- Provided information -
* Begin *

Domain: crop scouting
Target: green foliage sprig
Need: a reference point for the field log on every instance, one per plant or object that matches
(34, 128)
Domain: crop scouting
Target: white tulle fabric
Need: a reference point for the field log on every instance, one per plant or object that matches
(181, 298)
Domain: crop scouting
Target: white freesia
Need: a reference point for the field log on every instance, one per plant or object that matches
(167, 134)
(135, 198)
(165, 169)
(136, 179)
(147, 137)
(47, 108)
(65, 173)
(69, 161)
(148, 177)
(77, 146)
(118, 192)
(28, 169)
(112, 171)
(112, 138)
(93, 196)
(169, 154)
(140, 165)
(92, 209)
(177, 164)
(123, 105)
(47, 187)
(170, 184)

* End *
* Begin *

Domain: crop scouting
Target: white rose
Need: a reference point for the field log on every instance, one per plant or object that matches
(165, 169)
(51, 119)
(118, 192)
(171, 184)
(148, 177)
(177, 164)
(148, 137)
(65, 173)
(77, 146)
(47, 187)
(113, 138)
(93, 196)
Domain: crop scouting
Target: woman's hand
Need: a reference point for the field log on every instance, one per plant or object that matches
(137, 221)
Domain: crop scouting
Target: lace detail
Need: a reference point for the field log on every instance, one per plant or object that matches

* End *

- Task description -
Show each line of the entries above that contains the string "Target".

- Response to the task -
Target: green foliage sprig
Target: white tulle fabric
Target: white freesia
Target: white rose
Target: woman's hand
Target: lace detail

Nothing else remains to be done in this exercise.